--- EXERCISE TEXT ---

Monday, August 16, 2010

The Taxi Inmates: A Diary Extract

Tibetan shoppers at Mundgod Bazaar Day

August 16, 2010.


It is Monday today, the monastic weekly holiday that coincides with Bazaar Day at the dust-tarnished simple village town Mundgod, South India, where Dogueling Tibetan Refugee Settlement is situated nearby. As pre-planned yesterday, I walk to the Tibetan taxi stand under that huge but precarious tree to catch one there for doing some shopping, especially to buy Dosa, one of the famous South Indian snack-cuisines, for the aged sick monk I have been taking care of. He has been asking me to get it since the past days, as he must have found it mouth-watering when I had it at the roadside restaurant in Hubli during a break for his check up at the hospital a week ago. All that drives me to get it for him is motivated by this motto: To fill what is empty, given the fact of his craving at such time now.

The six of us, three facing three, in the comfortably spacious canvas-topped new model one that spares wider space between the protruding knees are monks except an Indian woman in a dark floral spotted synthetic Saree and a beige tight upper wear of the sort made of cotton, so short revealing the part of her naked waist. She is one of the two taxi inmates, the character profiling for this piece of writing, who draws my attention just by her preparing Pan Supari stuff that arouses contorted reaction from the monk beside me. She is on the opposite far side facing the monk beside me. The monk tries his broken Hindi and says incoherently, “Acha Hai, Acha Hai!”

---

→ **TASKS**
• A. Answer these questions about the diary extract:
(i) Which day is the monastic weekly holiday?
(ii) What snack does the writer plan to buy for the aged sick monk?
(iii) What is the Indian woman in the taxi preparing?
• B. Write a continuation of the diary extract about the taxi ride in Mundgod, beginning right after its final sentence.

--- DATA TO EXAMINE ---

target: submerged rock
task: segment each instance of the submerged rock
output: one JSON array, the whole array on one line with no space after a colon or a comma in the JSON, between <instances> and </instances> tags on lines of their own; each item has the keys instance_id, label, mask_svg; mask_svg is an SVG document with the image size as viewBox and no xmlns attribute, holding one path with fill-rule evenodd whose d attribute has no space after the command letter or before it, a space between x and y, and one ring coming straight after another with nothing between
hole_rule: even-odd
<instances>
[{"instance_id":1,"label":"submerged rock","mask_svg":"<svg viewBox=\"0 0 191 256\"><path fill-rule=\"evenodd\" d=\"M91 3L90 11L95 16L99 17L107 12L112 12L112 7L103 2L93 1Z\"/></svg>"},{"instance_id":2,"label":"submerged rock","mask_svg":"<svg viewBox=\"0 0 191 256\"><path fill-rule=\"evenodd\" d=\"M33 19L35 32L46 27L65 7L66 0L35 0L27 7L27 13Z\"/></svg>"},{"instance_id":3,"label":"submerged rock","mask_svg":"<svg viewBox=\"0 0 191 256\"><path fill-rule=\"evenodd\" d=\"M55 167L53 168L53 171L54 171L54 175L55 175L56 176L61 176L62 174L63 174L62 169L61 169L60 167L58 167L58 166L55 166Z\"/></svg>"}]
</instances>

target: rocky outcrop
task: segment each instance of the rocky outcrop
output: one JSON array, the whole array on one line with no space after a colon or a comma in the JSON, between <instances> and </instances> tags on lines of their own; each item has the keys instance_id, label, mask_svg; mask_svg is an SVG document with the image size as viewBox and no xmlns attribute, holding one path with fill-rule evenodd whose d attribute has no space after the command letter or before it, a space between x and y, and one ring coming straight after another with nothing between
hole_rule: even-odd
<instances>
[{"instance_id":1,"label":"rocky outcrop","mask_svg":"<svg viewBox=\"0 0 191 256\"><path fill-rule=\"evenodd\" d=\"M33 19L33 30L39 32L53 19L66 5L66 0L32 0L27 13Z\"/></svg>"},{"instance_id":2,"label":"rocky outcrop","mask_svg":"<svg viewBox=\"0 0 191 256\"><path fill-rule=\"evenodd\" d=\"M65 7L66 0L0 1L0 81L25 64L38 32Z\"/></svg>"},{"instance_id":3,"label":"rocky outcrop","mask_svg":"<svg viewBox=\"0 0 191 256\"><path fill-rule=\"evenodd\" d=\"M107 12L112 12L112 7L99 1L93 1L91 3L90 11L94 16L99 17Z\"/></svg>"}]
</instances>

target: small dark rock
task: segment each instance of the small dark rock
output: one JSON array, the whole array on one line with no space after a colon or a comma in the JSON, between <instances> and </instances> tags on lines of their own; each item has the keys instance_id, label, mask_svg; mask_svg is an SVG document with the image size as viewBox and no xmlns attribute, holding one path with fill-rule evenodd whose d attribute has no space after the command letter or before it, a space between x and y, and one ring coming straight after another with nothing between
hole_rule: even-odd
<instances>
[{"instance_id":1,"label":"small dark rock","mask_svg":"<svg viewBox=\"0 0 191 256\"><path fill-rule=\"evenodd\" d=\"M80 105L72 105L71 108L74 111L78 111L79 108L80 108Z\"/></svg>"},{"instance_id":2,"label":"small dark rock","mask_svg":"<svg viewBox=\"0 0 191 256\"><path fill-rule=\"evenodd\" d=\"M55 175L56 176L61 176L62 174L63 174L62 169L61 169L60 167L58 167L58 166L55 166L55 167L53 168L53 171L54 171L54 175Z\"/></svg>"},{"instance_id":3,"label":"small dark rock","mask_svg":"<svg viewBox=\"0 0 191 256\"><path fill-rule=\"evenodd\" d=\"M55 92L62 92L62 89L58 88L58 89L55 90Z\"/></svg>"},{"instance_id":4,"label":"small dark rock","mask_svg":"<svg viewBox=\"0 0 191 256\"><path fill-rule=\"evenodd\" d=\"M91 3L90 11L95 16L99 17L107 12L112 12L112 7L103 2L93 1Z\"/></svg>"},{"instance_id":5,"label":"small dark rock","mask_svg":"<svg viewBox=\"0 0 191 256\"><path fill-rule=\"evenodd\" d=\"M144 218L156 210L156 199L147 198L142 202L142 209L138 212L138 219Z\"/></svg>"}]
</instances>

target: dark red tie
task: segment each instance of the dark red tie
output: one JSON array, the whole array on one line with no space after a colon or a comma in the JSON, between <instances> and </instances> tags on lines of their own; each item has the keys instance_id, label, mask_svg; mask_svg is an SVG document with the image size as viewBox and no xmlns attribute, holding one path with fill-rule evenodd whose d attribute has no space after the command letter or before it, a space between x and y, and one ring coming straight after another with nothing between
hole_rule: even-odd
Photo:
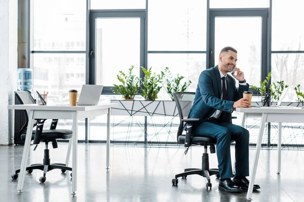
<instances>
[{"instance_id":1,"label":"dark red tie","mask_svg":"<svg viewBox=\"0 0 304 202\"><path fill-rule=\"evenodd\" d=\"M227 90L226 90L226 83L225 82L225 80L226 80L226 77L223 76L222 77L222 86L223 86L223 99L227 100Z\"/></svg>"}]
</instances>

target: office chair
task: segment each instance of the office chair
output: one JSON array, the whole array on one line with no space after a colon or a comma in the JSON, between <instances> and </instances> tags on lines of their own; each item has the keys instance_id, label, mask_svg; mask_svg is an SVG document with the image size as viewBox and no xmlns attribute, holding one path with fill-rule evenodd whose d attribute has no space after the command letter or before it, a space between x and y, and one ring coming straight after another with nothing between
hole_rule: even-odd
<instances>
[{"instance_id":1,"label":"office chair","mask_svg":"<svg viewBox=\"0 0 304 202\"><path fill-rule=\"evenodd\" d=\"M15 91L15 94L17 98L19 100L22 105L25 104L34 104L35 102L27 91ZM25 116L26 123L22 127L18 133L18 138L22 140L25 140L26 136L26 130L27 124L28 123L28 114L29 110L23 110L24 115ZM36 123L34 124L34 127L36 126L35 131L33 130L31 136L31 140L33 140L33 144L36 144L36 146L34 148L34 150L38 145L38 144L42 141L45 142L45 149L44 149L44 157L43 159L43 164L35 164L31 165L30 166L26 168L26 171L28 173L31 173L33 170L39 169L43 171L43 176L39 178L39 181L41 182L45 182L46 180L46 175L47 172L55 169L61 169L61 172L64 173L66 170L71 171L72 168L67 167L65 164L51 164L51 159L50 159L49 151L48 148L48 144L49 142L52 142L53 148L56 148L58 147L58 144L56 140L57 139L70 139L72 137L72 131L70 130L58 130L56 129L58 120L53 120L52 124L50 127L50 130L43 130L43 125L45 120L36 120ZM67 161L69 156L69 150L70 147L68 148L68 156L67 156ZM12 175L12 178L16 180L18 178L19 173L20 170L17 170L15 174ZM70 174L72 176L71 173Z\"/></svg>"},{"instance_id":2,"label":"office chair","mask_svg":"<svg viewBox=\"0 0 304 202\"><path fill-rule=\"evenodd\" d=\"M177 141L184 144L186 147L185 155L186 154L188 149L191 146L200 145L204 146L204 152L203 154L202 160L202 169L199 168L186 168L183 173L175 175L175 177L172 179L172 183L173 185L178 183L178 177L181 177L185 178L190 175L199 175L206 177L208 182L206 187L212 187L210 182L210 176L215 175L217 178L219 178L218 169L209 169L209 156L207 152L207 147L210 146L210 153L215 153L214 144L216 143L216 140L208 136L196 136L194 131L192 131L192 127L201 123L203 119L189 118L187 119L189 112L194 101L195 92L175 92L172 93L174 100L176 104L180 122L177 131ZM187 123L187 131L185 135L183 135L182 132L185 124ZM232 141L232 142L233 142Z\"/></svg>"}]
</instances>

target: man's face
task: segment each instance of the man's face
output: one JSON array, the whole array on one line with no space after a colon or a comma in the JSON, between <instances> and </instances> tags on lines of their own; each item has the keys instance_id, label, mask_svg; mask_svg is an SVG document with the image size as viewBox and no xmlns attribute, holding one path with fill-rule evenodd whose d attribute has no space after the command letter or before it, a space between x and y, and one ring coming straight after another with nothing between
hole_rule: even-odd
<instances>
[{"instance_id":1,"label":"man's face","mask_svg":"<svg viewBox=\"0 0 304 202\"><path fill-rule=\"evenodd\" d=\"M222 71L226 73L231 72L237 65L237 54L232 50L223 52L219 56L219 65Z\"/></svg>"}]
</instances>

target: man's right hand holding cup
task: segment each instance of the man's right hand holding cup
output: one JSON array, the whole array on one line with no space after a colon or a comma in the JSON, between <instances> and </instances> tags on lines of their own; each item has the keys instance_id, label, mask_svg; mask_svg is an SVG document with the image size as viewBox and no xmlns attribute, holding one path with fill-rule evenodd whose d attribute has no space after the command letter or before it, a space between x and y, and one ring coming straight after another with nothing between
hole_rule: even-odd
<instances>
[{"instance_id":1,"label":"man's right hand holding cup","mask_svg":"<svg viewBox=\"0 0 304 202\"><path fill-rule=\"evenodd\" d=\"M251 105L251 99L249 97L245 97L241 98L237 102L235 102L233 104L233 108L250 108Z\"/></svg>"}]
</instances>

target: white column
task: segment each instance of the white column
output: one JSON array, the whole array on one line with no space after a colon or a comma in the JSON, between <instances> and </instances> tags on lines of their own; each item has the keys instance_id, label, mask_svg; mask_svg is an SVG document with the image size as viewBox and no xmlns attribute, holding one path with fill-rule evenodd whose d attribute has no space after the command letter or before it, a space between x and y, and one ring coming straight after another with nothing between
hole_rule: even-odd
<instances>
[{"instance_id":1,"label":"white column","mask_svg":"<svg viewBox=\"0 0 304 202\"><path fill-rule=\"evenodd\" d=\"M18 1L0 0L0 145L14 142L14 111L17 89Z\"/></svg>"}]
</instances>

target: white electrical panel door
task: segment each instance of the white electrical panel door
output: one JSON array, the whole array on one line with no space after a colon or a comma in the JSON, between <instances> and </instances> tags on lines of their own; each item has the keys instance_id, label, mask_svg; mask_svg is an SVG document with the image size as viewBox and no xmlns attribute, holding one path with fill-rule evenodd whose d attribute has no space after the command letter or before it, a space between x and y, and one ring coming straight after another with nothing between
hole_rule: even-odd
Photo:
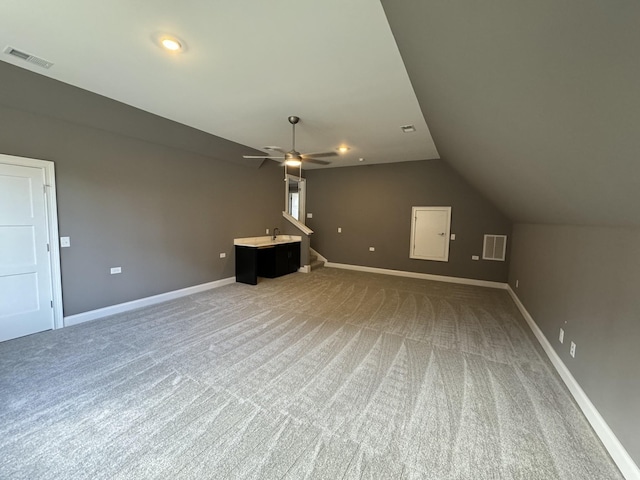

---

→ **WRITTEN ANSWERS**
• A.
(i) Monday
(ii) Dosa
(iii) Pan Supari stuff

• B.
She remains unresponsive doing her thing, pressing cream like Chuna, the white burning stuff, from a small transparent plastic sachet on to the half torn Pan, the leaf, in her dark thin hand. She seems to be in her early twenties but married. She wears the fresh mark of Sindhur, turmeric yellow powder and the red one finger impressions, between her eyebrows, a ritual mark of her faith Hindu. Despite the sort of rejecting reactions she tries to remain untouched bearing a forced countenance of self dignity that veils her self-consciousness reflecting in her dark lovely eyes. They revolve from side to side with a slight knowing smile gathering around her shut but moving mouth busying with grinding the stuffed pieces of betel nut after doing the fingers work of re-peeling and scrubbing each tiny piece.

As one of the other monks I think she doesn’t know Hindi. The monk asks her so in Kanada. But she nods saying she knows it.

“He is asking you if it’s good”, I ask in Hindi.

“Just taking it so, but……,” she says in this part of Hindi.

I translate so to the monk saying it must be of a habitual one for her like smoking, but she doesn't seem to be enjoying it from the way she talks.

Later she presses out more Chuna on her finger tip and rubs it bit by bit on her red tongue. Is it for making the stuff in her mouth stronger or redder? I see her thin dark wrist revealing the bulged veins. Despite her slender medium built she is undernourished.

I find this core part of social interaction through the overture of friendly conversation is utterly ignored from the both sides, the local ones and us.
*
At Mundgod: I am having my favourite strong Ketee tea, Karag Dhud Pati, at the roadside restaurant with the wide front opening. I see the dashing tightly packed vans with those local Indian villagers coming in and going out of this local market day frenzy. It has remained backwardly underdeveloped but we always have a friendly vibe maintained despite how it looks to an outsider. Yes, I remember my friend Sopa telling me about his Russian female friend saying once when asked about her impression of the place, “I feel like walking back to Dickens time”.

In the rearmost seat of the Indian jeep taxi up to Tibetan camp 3, the livelihood demarcation laid for Indian and Tibetan taxi drivers (between Mundgod and camp 3 and between camp 3 and Drepung; Rs.8 and Rs.5; for Indian taxi drivers and Tibetan ones), I find the second one for character profiling but rather by chance. In the sputtering old Commando jeep-taxi, almost like going to break down on the midway, I find the chubby Tibetan guy with the sleepy tiny eyes and paunchy stomach rather unfriendly. But he proves different from the half way; a conversation is lit up between us after the two passengers alight at Gaden leaving us alone.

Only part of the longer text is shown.